--- Begin Extracted entries ---

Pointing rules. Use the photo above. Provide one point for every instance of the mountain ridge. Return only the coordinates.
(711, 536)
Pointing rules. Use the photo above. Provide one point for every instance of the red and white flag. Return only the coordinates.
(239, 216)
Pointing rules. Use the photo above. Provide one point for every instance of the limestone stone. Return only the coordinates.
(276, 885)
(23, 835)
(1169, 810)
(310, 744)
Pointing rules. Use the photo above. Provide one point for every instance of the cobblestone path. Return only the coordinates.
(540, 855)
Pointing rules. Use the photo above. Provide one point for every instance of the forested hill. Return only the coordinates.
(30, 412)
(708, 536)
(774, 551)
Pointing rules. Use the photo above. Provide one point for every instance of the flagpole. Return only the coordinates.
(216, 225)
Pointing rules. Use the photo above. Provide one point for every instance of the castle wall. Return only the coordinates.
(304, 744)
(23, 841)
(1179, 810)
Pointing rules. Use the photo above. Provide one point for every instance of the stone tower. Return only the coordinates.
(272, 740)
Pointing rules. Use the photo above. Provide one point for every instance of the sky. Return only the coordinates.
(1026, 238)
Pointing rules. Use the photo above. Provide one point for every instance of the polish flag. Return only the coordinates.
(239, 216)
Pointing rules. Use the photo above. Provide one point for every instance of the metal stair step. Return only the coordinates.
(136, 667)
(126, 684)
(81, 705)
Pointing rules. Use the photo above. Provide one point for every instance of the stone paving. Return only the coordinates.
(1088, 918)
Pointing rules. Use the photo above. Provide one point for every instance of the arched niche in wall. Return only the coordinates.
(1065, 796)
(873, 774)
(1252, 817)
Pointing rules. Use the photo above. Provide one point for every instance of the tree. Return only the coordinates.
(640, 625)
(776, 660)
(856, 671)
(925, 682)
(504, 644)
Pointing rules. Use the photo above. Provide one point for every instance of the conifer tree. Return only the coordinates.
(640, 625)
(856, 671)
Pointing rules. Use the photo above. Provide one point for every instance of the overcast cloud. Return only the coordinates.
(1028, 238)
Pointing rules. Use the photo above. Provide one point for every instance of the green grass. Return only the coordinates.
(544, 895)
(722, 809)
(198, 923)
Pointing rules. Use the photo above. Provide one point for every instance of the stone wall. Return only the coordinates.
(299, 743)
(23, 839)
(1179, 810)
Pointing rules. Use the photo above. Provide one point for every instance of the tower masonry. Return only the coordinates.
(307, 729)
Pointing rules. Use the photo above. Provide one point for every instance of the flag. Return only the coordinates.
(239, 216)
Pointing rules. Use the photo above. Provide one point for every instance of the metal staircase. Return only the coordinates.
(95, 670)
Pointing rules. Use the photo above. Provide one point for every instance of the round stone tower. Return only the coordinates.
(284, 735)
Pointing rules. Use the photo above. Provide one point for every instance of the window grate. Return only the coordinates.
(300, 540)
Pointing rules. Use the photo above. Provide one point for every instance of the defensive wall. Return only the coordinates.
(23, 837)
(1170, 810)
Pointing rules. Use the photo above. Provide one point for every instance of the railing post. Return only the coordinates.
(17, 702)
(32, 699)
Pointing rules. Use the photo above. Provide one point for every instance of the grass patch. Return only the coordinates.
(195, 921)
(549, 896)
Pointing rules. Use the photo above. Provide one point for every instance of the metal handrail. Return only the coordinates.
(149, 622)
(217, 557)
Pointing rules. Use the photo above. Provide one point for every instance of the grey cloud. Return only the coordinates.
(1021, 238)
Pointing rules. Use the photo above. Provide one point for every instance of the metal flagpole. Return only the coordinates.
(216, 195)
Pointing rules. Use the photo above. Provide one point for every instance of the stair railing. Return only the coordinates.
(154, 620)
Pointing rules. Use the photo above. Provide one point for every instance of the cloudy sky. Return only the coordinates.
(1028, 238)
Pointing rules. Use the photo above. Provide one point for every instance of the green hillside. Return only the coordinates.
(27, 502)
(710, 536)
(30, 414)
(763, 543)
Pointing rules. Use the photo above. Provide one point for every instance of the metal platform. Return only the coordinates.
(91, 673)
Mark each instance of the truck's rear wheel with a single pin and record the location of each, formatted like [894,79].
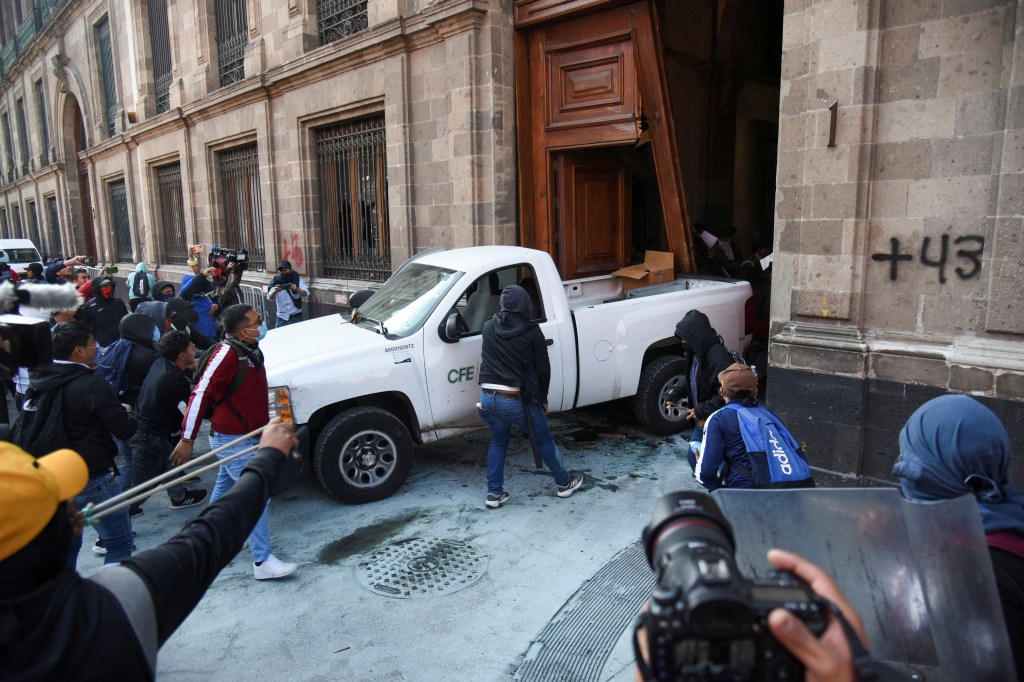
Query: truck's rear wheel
[663,387]
[363,455]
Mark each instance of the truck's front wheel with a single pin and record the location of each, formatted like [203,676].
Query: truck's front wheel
[363,455]
[663,388]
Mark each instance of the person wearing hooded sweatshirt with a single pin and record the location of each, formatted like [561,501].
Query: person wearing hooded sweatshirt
[706,356]
[55,625]
[92,418]
[103,311]
[141,286]
[954,445]
[515,372]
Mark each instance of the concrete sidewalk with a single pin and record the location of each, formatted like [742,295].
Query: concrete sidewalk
[527,559]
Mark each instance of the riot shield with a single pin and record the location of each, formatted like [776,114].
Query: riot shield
[920,574]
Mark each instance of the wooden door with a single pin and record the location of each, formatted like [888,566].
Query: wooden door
[592,231]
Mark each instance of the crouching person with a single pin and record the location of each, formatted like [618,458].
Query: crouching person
[745,444]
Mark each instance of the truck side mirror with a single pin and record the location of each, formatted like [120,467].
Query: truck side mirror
[453,329]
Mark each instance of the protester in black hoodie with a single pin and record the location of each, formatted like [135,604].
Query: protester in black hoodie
[103,311]
[55,625]
[514,377]
[92,418]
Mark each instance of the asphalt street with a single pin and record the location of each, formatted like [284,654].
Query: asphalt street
[429,584]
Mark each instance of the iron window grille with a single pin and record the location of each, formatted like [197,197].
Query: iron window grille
[338,19]
[161,43]
[232,36]
[172,222]
[107,76]
[43,127]
[352,182]
[122,225]
[243,206]
[23,135]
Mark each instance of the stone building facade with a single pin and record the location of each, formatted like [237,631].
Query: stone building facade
[900,228]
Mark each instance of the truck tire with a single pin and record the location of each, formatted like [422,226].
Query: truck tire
[662,379]
[363,455]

--- End Extracted entries ---

[Written instruction] Copy all of the material above word for word, omitting the pictures.

[Exercise response]
Pointing rules. Use the photo above. Provide one point for every instance of the mountain ridge. Return only the coordinates.
(711, 536)
Pointing rules. Use the photo above. Provide one point for every instance of the red and white flag. Return only the coordinates.
(239, 216)
Pointing rules. Use the photo above. Provide one point for every instance of the limestone stone. Return only the coordinates.
(276, 885)
(23, 835)
(1169, 810)
(310, 744)
Pointing rules. Use the photo above. Provide one point for every instance of the cobblestone path. Return only the coordinates.
(540, 855)
Pointing rules. Use the photo above. Provide one point for every instance of the forested hill. Return only the coordinates.
(30, 412)
(708, 536)
(774, 551)
Pointing rules. Use the photo above. Provide one point for every instance of the flagpole. Return only the coordinates.
(216, 225)
Pointing rules. Use the photo above. Provide one point for every instance of the castle wall. Return only the coordinates.
(304, 744)
(23, 841)
(1179, 810)
Pointing rules. Use the photo above. Provide one point for every instance of the stone tower. Return only the coordinates.
(272, 740)
Pointing rules. Use the photo above. Provide one point for every instance of the sky. Return only the coordinates.
(1026, 238)
Pointing rules. Use the photo above. Provide one point for every instance of the polish flag. Return only the coordinates.
(239, 216)
Pointing rules. Use the photo above. Provide one point for every instance of the metal stair step. Return only the coordinates.
(136, 667)
(126, 684)
(81, 705)
Pointing rules. Use the photo above. Provide one point for every instance of the stone paving. Return only the coordinates.
(1088, 918)
Pointing rules. Use the photo above. Provide one point for every instance of the arched niche in wall. Return only the coordinates.
(1065, 796)
(873, 774)
(1252, 817)
Pointing rules. Use the photo above. Provide one point for every instance of the tree. Return only the coordinates.
(640, 625)
(776, 660)
(856, 671)
(925, 682)
(504, 644)
Pointing rules. Use the photo above. Provide one point for every instance of the conifer tree. Return only the coordinates.
(640, 625)
(856, 671)
Pointing rules. Use the photo above. Provide one point for every instance of the overcast cloud. Return only the coordinates.
(1028, 238)
Pointing rules. Use the photo above. Provide one point for every instance of the green grass. Return only the coordinates.
(544, 895)
(722, 809)
(198, 923)
Pointing rules. Use the photo above. Provide one point for every instance of the stone wall. Return only the coordinates.
(299, 743)
(23, 839)
(1179, 810)
Pointing rules. Use the photo above. Provide one point for every instance of the tower masonry. Return only the coordinates.
(307, 729)
Pointing rules. Use the photo above. Provide one point for every instance of the flag. Return only the coordinates.
(239, 216)
Pointing rules. Use the photo above. Provide one point for every instance of the metal staircase. Return only the coordinates.
(95, 670)
Pointing rules. Use the photo above. Provide one point for every instance of the round stone tower. Return only the coordinates.
(284, 735)
Pointing rules. Use the photo above. Provide one point for every instance of the window grate. Return only the coordinates.
(300, 540)
Pointing rules. Use the photo above. Provide one point for every instance of the defensive wall. Return only the coordinates.
(23, 837)
(1170, 810)
Pointing rules. Use the photo above. Provide one point for every instance of the railing post. Return only the coordinates.
(17, 702)
(32, 699)
Pointing rules. Use the photo above. Provide one point for every instance of the grass patch. Return only the coordinates.
(195, 921)
(549, 896)
Pointing rules. Use the photo above. Provide one point for every instance of the metal handrail. Return only the coordinates.
(149, 622)
(217, 557)
Pointing rules. Use the photo above. Provide one point for every instance of the grey cloud. Return only the coordinates.
(1021, 238)
Pointing rules. Use the photo above. Provide one point for every instance of the metal flagpole. Return only the coordinates.
(216, 195)
Pointing rules. Use the photo above. Provide one point for every instance of the stair railing. Return only the coordinates.
(154, 620)
Pointing rules. Use the photo above. Provide one point for every instance of the cloudy sky. Return only the coordinates.
(1028, 238)
Pointing rules. Use the photo above. Provide one point for every instance of the green hillside. Return only the coordinates.
(27, 502)
(710, 536)
(30, 414)
(763, 543)
Pointing rules. Use the photo above. Provide one point for every instance of the metal platform. Return only the coordinates.
(91, 673)
Mark each instance of the truck's rear wheel with a single pin and record the location of each, formatted like [894,79].
Query: truck's rear wheel
[663,387]
[363,455]
Mark each instance of the truck's front wheel with a single pin and record the location of each, formatted like [203,676].
Query: truck's front wheel
[363,455]
[663,388]
Mark each instance of the person wearing hooded sweatshirt with a single pin and record the location of each, formatted like [561,501].
Query: person wearing hooded sweatshirt
[706,356]
[55,625]
[92,418]
[103,311]
[141,286]
[954,445]
[515,372]
Mark each instance of the concrete sidewalk with a single pin and record the location of each, formatted like [742,295].
Query: concrete sidewalk
[527,559]
Mark each instance of the riot shield with a single pin and record the location of each, formatted like [776,114].
Query: riot shield
[920,574]
Mark each instance of the wooden door with a single pin and record the location of each, formatted like [888,566].
Query: wooden door
[592,231]
Mark each instance of the crouching person with a single pin and record the location of each, formatted like [618,458].
Query: crouching person
[745,444]
Mark each instance of the truck side mirror with a single pin and record the location of each, formatted like [120,467].
Query: truck side mirror
[453,329]
Mark each instance of the protester in black hoodie with a single pin and record the location of each, formatted like [135,604].
Query: protester in black hoodie
[103,311]
[55,625]
[514,377]
[92,418]
Mark each instance of the asphalt street with a single pin and record the location of each, formatted like [284,654].
Query: asphalt street
[429,584]
Mark each instance of the iron window grille with a single pin and record the location of each, formatted like [197,197].
Query: iron window grille
[338,19]
[161,43]
[232,36]
[172,222]
[107,76]
[43,127]
[352,182]
[122,225]
[243,206]
[23,135]
Mark each instance of the stone building facade with a single pin and record the location of each, formatted like [237,631].
Query: stone building facade
[900,228]
Mark each instance of the truck tire with a single pin and record the location of each, formatted like [422,226].
Query: truck tire
[662,379]
[363,455]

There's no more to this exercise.